### Work request
Copy each line from the data that has the word "navigation" in it.

====

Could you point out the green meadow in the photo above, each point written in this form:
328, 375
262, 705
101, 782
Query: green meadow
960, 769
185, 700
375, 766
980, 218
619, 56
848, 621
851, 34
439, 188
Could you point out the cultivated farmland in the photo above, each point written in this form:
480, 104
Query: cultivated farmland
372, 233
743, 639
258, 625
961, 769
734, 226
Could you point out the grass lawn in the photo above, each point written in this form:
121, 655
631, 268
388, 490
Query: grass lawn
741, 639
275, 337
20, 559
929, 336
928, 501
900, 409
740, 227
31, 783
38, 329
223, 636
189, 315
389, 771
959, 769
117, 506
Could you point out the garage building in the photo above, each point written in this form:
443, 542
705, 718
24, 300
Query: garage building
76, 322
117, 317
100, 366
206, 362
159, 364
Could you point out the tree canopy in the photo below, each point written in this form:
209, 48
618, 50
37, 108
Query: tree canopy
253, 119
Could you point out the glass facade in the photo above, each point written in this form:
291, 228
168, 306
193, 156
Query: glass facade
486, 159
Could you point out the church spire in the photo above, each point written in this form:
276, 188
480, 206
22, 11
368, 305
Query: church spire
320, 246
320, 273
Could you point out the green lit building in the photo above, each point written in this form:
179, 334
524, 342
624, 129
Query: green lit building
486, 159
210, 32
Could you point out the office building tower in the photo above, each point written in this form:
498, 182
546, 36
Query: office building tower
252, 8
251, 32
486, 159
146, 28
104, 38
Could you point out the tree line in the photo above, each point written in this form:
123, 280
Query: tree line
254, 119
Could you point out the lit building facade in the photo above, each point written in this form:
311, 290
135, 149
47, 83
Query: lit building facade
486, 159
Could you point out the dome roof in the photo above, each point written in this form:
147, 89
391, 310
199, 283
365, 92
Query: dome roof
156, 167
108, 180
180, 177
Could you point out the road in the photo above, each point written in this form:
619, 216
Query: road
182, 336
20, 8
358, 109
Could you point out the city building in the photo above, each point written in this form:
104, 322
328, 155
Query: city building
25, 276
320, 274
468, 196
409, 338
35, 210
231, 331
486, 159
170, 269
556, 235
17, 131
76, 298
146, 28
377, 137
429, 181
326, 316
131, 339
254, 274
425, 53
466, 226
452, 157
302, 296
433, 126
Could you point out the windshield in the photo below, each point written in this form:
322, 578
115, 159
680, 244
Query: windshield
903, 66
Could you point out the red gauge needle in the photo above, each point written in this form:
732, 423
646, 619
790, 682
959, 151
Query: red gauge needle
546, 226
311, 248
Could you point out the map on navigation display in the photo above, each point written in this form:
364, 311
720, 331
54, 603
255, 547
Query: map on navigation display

====

### Answer to this task
Could you point out the map on navigation display in the photo above, each point written in this form:
Query: map on navigation display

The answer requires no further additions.